Passage to read =>
□ □ □ □ □

The rest of that week will be devoted to various trainings and meetings.  Behind the scenes, staff of the Senate President and Speaker of the House will be busy examining all the bills that were introduced on Monday and assigning them to committees.

Committees begin meeting for informational sessions and public hearings on Tuesday, January 17.

In future newsletters I’ll be writing in detail about the bills on which I’ll be taking the lead. Here’s an initial list (including the bill numbers if I know them):


  • Improving our financial aid system to make post-secondary education and training more affordable and accessible to more Oregonians.
  • Continuing funding for summer learning and after-school programs (credit recovery, tutoring, camps, and other programs). (SB 531)
  • Overcoming educator workforce shortages (with a particular focus on Special Education, rural educators, increasing the number of diverse teachers, and improving pathways to licensure).
  • Increasing the Education Department’s authority to monitor and ensure student success.
  • Improving ventilation and indoor air quality in Oregon’s schools, with help from corporate kicker funds. (SB 414)
  • Improving schools’ Integrated Pest Management programs for student/worker safety. (SB 426)
  • Preventing colleges and universities from withholding transcripts needed for education and work as a means of debt collection. (SB 424)
  • Requiring registered apprentices on all education construction projects. (SB 518)


  • Natural Climate Solutions (SB 530): Enhancing Oregon’s climate action and building rural economies with natural carbon sequestration/storage projects in our natural and working lands.
  • Modernizing the mission and capacity of Oregon’s Global Warming Commission, henceforth to be called the Oregon Climate Action Commission, and increasing Oregon’s emissions-reduction targets. (SB 522)
  • Compassionate Medical Release (SB 520): Streamlining and professionalizing the process for compassionate release for adults in custody who are in hospice or otherwise seriously incapacitated.
  • “Juvenile Expunction 2.0” (SB 519): Builds on the success of SB 575 (2021), which created a process for automatic expungement of records for eligible juveniles. Expands the process to those with eligible misdemeanors.
  • Removing unnecessary and inappropriate barriers to licensure for those with criminal records. (SB 517)
  • Lifting the current age-discrimination prohibition that prevents businesses from refusing to sell firearms, firearms accessories, and ammunition to anyone under the age of 21. (SB 527)
  • Motorcycle Lane Filtering (SB 422): Another attempt at SB 574 (2021), which passed the Legislature but was vetoed by the Governor. Allows motorcycles to go between cars when traffic is stopped or coming to a stop.

There are additional initiatives and amendments in the works.  Please let us know if you have any questions about any of these.

□ □ □ □ □

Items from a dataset
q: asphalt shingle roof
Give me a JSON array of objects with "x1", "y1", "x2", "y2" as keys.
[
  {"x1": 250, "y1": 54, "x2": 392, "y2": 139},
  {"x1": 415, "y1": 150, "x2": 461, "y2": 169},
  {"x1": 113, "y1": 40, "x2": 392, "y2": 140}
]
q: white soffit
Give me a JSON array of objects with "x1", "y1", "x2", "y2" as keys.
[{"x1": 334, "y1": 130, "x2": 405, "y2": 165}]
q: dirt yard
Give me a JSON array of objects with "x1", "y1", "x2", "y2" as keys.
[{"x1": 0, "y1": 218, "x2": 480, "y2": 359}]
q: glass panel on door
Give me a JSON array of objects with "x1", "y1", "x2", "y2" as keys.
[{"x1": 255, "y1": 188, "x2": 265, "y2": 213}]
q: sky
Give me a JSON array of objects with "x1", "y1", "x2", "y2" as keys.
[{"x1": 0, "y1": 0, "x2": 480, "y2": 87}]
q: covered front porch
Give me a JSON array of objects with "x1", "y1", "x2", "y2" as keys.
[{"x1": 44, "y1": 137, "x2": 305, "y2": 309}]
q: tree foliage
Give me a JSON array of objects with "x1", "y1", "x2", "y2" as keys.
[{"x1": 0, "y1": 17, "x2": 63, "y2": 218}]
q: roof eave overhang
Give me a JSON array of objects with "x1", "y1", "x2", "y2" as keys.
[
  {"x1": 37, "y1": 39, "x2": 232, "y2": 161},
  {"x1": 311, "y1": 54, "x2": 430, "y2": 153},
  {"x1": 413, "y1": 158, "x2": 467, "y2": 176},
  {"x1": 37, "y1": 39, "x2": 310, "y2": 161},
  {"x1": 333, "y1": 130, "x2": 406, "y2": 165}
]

□ □ □ □ □

Problem set =>
[1] Set down, word for word, the portion of the legislative newsletter from "The rest of" up to and including "programs). (SB 531)".
[2] Write the next part of the legislative newsletter, picking up after its final sentence.

Expected responses =>
[1]
The rest of that week will be devoted to various trainings and meetings.  Behind the scenes, staff of the Senate President and Speaker of the House will be busy examining all the bills that were introduced on Monday and assigning them to committees.

Committees begin meeting for informational sessions and public hearings on Tuesday, January 17.

In future newsletters I’ll be writing in detail about the bills on which I’ll be taking the lead. Here’s an initial list (including the bill numbers if I know them):


  • Improving our financial aid system to make post-secondary education and training more affordable and accessible to more Oregonians.
  • Continuing funding for summer learning and after-school programs (credit recovery, tutoring, camps, and other programs). (SB 531)

[2]
A Further Repudiation of Oregon’s Legacy of Nonunanimous Jury Decisions

We received word yesterday that the Oregon Supreme Court has taken a further step in reversing Oregon’s long-standing law allowing individuals to be convicted of felonies without the unanimous consent of a jury.  Oregon and Louisiana were the last two states in the nation to allow such decisions when the U.S. Supreme Court ruled in April 2020 (Ramos v Louisiana) that it was unconstitutional.  As a result of the Ramos ruling, Oregon was prohibited from deciding cases with non-unanimous juries going forward (i.e., new cases or cases already under appeal).  However, it was left up to the states in question to decide (either through legislative action or through state courts) whether or not the ruling applied retroactively.  

You may remember that earlier this year our Legislature’s Judiciary Committee did put forth a committee bill, SB 1511, which would have created a process for retroactive reconsideration of such sentences.  I was a strong supporter of this effort for reasons of fairness and equity.  In an effort to build bipartisan support for it, some compromises were made that limited the pool of those who would be eligible for retroactivity.  Nevertheless, I did ultimately vote for it in committee.  Despite the compromises, however, it only passed on a party-line vote.  It then went to Ways and Means because of the potential costs of retrying some of the cases.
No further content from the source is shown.